3.2. Data Sources and Model Variables

Most of the data used in this study were obtained from the Food and Agriculture Organization (faostat3.fao.org) and the World Bank (databank.worldbank.org) online databases. However, numerous policy documents and other literature were used to construct the biofuel policy adoption variable [9,50,60,61].

The three comparative advantage indices used in this study—i.e., relative feedstock price, comparative export performance, and revealed comparative advantage—are defined as follows. Since sugarcane is the primary biofuel feedstock used in the LAC4 countries, we constructed the comparative advantage indices based on sugarcane prices (the domestic and international price of sugar, raw centrifugal) and trade data. The first index, the relative price ratio of raw centrifugal sugar, is defined as the domestic price/international price of sugar, raw centrifugal. The second index, comparative export performance (CEP), was initially proposed by Balassa and subsequently revised and applied by numerous researchers [62,63]. The CEP index is defined as

$$CEP=(X_B^i/X_B)/(X_w^i/X_w)$$

(3)

where, $X_B^i$ is country B’s export of good i, $X_B$ represents country B’s total exports, $X_w^i$ is total world export of good i, and $X_w$ measures overall world export.

The third index, revealed comparative advantage (RCA), is as defined by Vollrath (1991) and applied in subsequent studies [36,64,65].

$$RC{A}_a^i=RX{A}_a^i-RM{A}_a^i,\mathrm{where}$$

(4)

$$RX{A}_a^i=(X_a^i/X_n^i)/(X_a^r/X_n^r)$$

(5)

$$RM{A}_a^i=(M_a^i/M_n^i)/(M_a^r/M_n^r)$$

(6)

The revealed comparative advantage index (RCA) is the difference between two indices—i.e., relative export advantage (RXA, Equation (5)) and relative import advantage (RMA, Equation (6)) indices. The superscript i refers to country i and r refer to world minus country i difference in exports (or imports). The subscript n refers to all traded commodities from country i (or world) minus commodity a (sugar, raw centrifugal in this case).

3.3. Expected Relationships

First-generation renewable energy products, such as ethanol, are derived from food crops such as corn, sugar beets, and sugarcane as the feedstocks to produce them. Therefore, land and labor are two of the most critical resources in producing these feedstocks. The per capita arable land and economically active population in agriculture are used as proxies for land and labor variables, respectively. Consistent with the literature, the relationship between land and labor variables with biofuel policy adoption decision is expected to be positive [9].

• **Listed entries**:
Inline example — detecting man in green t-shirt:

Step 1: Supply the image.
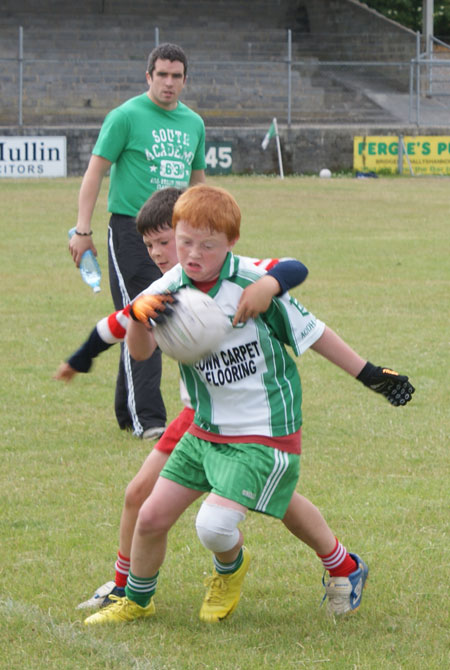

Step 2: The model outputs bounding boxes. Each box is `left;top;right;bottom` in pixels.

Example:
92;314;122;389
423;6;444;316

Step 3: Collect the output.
69;44;205;439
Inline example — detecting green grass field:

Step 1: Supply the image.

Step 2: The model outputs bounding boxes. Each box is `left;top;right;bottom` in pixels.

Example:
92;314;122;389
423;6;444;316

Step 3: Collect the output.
0;177;450;670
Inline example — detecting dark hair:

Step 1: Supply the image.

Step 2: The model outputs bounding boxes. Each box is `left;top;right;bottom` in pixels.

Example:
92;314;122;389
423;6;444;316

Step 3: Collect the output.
147;42;187;77
136;188;184;235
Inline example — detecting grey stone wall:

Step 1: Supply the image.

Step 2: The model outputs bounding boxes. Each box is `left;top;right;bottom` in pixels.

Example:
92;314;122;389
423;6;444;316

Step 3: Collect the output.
0;125;448;176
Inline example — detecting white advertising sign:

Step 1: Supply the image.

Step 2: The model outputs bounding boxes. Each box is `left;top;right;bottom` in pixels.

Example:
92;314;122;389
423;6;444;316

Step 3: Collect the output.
0;135;67;177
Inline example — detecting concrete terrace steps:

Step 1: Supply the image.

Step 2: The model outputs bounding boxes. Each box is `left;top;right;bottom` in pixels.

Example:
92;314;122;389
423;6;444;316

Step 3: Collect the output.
0;0;400;125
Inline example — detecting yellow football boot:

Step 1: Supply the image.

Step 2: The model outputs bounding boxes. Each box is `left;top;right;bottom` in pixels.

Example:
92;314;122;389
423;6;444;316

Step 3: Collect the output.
200;547;250;623
84;596;155;626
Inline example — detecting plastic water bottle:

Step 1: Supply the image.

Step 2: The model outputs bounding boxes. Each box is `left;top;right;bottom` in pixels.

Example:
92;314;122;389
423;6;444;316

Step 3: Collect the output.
69;228;102;293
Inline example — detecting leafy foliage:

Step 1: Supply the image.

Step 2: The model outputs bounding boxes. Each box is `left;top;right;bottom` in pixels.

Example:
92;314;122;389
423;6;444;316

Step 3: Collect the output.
365;0;450;40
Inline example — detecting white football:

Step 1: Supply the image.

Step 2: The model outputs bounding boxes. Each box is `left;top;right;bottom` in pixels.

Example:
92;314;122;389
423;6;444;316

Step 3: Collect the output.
153;287;231;364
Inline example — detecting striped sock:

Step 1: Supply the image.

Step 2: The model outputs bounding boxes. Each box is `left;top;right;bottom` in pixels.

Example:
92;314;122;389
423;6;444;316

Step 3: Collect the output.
114;551;130;588
317;538;358;577
125;570;159;607
213;547;244;575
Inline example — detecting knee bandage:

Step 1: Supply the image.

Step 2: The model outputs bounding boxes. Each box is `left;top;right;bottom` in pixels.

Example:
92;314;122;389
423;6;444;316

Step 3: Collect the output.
195;502;245;554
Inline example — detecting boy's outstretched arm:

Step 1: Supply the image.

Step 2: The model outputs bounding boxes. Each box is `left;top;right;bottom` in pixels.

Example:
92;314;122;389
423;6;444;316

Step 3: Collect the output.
53;305;129;382
233;259;308;326
311;326;415;407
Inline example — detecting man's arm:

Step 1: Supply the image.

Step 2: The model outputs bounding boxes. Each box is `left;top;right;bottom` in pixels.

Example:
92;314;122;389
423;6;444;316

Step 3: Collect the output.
189;170;206;186
69;155;112;267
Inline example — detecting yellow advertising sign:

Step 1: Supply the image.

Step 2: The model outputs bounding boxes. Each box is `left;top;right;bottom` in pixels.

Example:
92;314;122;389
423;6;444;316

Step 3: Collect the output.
353;135;450;175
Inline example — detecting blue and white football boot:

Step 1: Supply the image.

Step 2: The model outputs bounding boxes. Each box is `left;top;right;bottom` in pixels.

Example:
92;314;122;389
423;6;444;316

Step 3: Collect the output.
322;554;369;615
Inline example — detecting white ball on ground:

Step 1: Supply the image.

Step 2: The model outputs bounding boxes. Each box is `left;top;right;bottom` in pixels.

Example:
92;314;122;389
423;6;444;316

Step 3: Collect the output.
153;287;231;364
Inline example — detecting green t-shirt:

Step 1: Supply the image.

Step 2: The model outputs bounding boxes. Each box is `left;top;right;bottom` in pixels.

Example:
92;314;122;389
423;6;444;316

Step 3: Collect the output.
92;93;206;216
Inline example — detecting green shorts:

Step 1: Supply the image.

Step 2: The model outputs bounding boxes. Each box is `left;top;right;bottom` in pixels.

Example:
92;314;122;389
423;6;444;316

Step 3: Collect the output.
161;433;300;519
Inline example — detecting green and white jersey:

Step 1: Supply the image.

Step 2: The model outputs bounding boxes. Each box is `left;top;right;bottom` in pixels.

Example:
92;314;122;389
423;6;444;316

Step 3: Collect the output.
144;253;325;437
92;93;206;216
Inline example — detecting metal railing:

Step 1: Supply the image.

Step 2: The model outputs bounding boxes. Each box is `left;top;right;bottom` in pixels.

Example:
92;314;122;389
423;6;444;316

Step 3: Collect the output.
0;27;450;128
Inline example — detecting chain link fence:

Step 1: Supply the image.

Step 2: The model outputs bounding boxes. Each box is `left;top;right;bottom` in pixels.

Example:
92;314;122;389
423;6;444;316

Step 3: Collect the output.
0;27;450;128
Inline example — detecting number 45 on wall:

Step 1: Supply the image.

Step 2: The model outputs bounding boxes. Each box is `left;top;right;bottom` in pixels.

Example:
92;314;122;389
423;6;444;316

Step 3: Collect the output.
205;142;233;175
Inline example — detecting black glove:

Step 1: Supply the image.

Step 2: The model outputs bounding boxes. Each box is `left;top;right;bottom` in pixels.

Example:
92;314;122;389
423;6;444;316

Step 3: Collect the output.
356;361;415;407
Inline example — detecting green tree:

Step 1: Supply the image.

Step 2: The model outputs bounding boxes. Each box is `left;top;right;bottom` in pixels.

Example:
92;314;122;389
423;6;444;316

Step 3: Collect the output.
365;0;450;40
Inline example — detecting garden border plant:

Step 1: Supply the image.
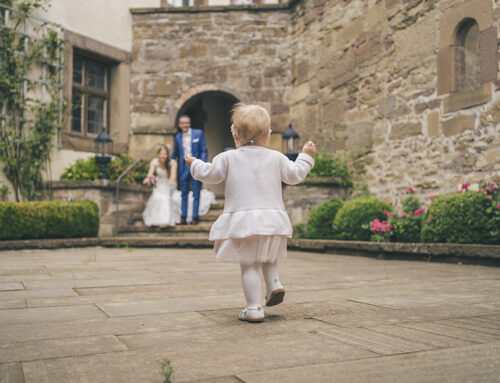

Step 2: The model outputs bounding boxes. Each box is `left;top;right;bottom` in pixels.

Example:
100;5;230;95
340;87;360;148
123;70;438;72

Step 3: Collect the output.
0;0;63;201
0;201;99;240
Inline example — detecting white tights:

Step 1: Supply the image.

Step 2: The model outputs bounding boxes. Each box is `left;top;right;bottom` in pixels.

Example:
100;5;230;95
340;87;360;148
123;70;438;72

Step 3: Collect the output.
240;261;279;308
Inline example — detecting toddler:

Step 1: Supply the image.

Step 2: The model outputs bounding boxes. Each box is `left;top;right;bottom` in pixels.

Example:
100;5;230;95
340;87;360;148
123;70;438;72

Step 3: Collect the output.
185;104;316;322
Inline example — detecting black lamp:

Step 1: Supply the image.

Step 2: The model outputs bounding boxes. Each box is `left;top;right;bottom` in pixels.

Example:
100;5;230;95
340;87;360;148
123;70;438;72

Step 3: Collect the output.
282;124;300;161
95;127;113;180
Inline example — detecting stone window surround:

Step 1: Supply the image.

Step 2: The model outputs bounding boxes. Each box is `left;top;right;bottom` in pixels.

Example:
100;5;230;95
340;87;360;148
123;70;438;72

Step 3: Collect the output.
437;0;498;113
62;30;132;153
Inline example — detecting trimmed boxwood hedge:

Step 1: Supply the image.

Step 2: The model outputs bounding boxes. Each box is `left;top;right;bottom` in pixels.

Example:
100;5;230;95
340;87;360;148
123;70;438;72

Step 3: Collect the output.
0;201;99;240
422;192;499;244
333;197;392;241
303;198;344;239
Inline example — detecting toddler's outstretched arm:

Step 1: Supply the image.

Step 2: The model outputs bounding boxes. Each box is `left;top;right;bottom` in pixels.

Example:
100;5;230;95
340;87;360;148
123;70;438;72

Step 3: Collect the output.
186;153;227;184
281;141;316;185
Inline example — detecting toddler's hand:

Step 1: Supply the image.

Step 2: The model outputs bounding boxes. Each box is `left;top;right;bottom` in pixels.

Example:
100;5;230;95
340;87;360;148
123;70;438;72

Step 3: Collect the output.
302;141;316;157
184;156;196;168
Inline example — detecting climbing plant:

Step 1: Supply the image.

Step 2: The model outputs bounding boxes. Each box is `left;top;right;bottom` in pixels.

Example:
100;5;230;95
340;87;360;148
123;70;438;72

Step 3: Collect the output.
0;0;63;201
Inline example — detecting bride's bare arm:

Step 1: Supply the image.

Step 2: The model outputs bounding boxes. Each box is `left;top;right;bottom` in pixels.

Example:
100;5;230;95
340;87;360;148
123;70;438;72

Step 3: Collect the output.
169;160;177;185
142;159;156;184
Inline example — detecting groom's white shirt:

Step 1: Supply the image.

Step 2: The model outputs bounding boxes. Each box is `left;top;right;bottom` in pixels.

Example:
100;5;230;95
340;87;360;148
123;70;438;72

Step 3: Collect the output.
182;128;192;156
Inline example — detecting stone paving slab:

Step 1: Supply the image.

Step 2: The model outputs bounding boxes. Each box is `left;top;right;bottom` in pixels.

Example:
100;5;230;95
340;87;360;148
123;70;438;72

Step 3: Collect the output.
237;343;500;383
0;363;24;383
0;335;127;363
0;312;213;343
0;283;24;291
0;248;500;383
400;321;500;343
0;305;106;325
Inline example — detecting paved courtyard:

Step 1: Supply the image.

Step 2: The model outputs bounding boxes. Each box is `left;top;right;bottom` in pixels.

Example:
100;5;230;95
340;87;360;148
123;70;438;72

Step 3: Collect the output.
0;248;500;383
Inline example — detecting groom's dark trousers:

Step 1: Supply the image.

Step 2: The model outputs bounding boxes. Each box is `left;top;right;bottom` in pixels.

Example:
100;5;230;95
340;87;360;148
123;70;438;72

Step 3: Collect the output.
171;128;207;219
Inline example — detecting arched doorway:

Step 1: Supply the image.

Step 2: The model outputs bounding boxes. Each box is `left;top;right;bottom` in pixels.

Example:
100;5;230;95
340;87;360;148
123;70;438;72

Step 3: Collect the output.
175;90;239;193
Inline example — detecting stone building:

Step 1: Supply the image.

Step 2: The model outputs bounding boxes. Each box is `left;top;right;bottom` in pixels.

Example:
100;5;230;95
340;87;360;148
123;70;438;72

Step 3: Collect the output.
0;0;500;210
130;0;500;204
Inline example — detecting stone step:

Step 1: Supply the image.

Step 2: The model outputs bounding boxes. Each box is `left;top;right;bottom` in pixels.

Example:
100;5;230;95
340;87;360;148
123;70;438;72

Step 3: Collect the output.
119;223;212;234
102;235;213;248
132;210;222;225
118;231;208;241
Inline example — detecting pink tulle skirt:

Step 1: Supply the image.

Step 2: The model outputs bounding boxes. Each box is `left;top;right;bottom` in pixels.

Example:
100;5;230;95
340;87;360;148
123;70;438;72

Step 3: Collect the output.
214;235;287;264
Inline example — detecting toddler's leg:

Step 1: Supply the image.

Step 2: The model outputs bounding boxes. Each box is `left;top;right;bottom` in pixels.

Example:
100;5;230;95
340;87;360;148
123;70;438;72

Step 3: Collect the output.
238;263;264;322
240;263;262;308
262;261;285;306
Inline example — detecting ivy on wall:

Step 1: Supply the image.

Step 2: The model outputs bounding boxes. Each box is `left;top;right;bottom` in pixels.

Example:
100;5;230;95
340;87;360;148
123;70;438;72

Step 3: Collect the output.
0;0;63;201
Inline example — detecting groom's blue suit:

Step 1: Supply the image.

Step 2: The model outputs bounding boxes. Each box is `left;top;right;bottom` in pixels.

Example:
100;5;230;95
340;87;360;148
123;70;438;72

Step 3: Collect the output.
171;128;207;219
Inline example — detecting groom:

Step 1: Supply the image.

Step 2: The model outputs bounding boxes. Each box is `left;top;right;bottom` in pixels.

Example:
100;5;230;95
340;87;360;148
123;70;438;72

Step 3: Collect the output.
171;114;207;225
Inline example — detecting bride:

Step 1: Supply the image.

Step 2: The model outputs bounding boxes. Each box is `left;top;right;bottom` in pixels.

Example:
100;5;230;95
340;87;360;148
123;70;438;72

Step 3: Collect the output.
142;145;215;226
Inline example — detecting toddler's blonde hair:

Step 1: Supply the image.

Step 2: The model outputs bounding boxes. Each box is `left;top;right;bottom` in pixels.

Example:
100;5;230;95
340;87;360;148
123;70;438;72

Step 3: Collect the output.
231;103;271;145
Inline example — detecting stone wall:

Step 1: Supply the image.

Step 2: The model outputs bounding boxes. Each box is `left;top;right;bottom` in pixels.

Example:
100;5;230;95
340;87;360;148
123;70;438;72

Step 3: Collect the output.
283;177;348;226
131;6;291;151
290;0;500;205
131;0;500;210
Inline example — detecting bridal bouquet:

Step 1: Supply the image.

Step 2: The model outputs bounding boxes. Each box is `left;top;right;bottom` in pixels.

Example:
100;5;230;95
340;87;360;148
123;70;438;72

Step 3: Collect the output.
143;176;156;189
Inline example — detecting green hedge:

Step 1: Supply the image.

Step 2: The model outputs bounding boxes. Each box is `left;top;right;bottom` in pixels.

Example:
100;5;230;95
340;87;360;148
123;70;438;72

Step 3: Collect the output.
303;198;344;239
61;153;149;184
422;192;499;244
333;197;392;241
0;201;99;240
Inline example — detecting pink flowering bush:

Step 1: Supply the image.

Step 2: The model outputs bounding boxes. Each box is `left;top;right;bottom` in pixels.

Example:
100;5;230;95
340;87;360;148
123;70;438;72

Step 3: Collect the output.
370;219;394;242
422;180;500;244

• **Directives**:
[1] From the biofuel study excerpt above, repeat the passage from "Most of the" up to and including "adoption variable [9,50,60,61].".
[2] For each statement, say whether it agrees with the biofuel study excerpt above. Answer yes or no and quote the words from the excerpt that decide it.
(a) Most of the study's data came from the online databases of the Food and Agriculture Organization and the World Bank.
(b) The comparative advantage indices were built on corn prices and trade data.
(c) The land and labor variables are expected to have a negative relationship with the biofuel policy adoption decision.
[3] Extend the biofuel study excerpt above, starting right after its final sentence.

• **Expected responses**:
[1]
Most of the data used in this study were obtained from the Food and Agriculture Organization (faostat3.fao.org) and the World Bank (databank.worldbank.org) online databases. However, numerous policy documents and other literature were used to construct the biofuel policy adoption variable [9,50,60,61].

[2]
(a) Yes: "Most of the data used in this study were obtained from the Food and Agriculture Organization (faostat3.fao.org) and the World Bank (databank.worldbank.org) online databases."
(b) No: "Since sugarcane is the primary biofuel feedstock used in the LAC4 countries, we constructed the comparative advantage indices based on sugarcane prices"
(c) No: "the relationship between land and labor variables with biofuel policy adoption decision is expected to be positive"

[3]
Access to biofuel production technology, technological knowledge, and average income also play a crucial role in biofuel production. Since it is challenging to measure access to technology and technical expertise in the general populace, proxies such as total research and development expenditure (R&D), often expressed as the percentage of total GDP, are used in the literature. However, the use of R&D with GDP in the same regression model creates a multicollinearity problem because they are highly correlated [9]. We use the proportion of the population using the internet as a proxy for technological know-how or access to technology (Tech). Since access to production technology and the ability to manage it are essential, the relationship between the Tech variable and biofuel policy adoption is expected to be positive.

Furthermore, recent studies show a very close relationship between per capita gross domestic product (GDP) and the demand for environmental quality [59,66,67,68]. In particular, most reviews find an inverted U-shaped relationship between income and environmental pollution [59,66]. This phenomenon is known as the environmental Kuznets curve [59,66]. To account for the potential impact of income on biofuel policy adoption, we include per capita GDP as an explanatory variable. The relationship between GDP and renewable energy production is expected to be curvilinear (i.e., the coefficient of GDP variable is expected to be positive, and the GDP² variable negative).

One of the commonly cited policy objectives for developing biofuel policy is the reduction of dependence on foreign oil (Eind). It would be more critical for countries that are heavily dependent on fossil fuel imports to satisfy their energy needs. Fossil fuel import data are often used to measure the extent of dependence on imported oil. Consistent with the literature, this study uses net energy imports as a measure of the relationship between energy dependence and biofuel policy adoption that is expected to be positive.

Additionally, recent studies have observed that rising CO₂ emissions from fossil fuels are one of the primary drivers for developing and adopting sustainable biofuel policies [12,66]. The proportion of CO₂ emissions from liquid fuel consumption is used as a proxy to examine the empirical validity of this observation. However, it is not clear whether the relationship between the level of CO₂ emission from liquid fuel consumption and biofuel policy adoption would be positive or negative.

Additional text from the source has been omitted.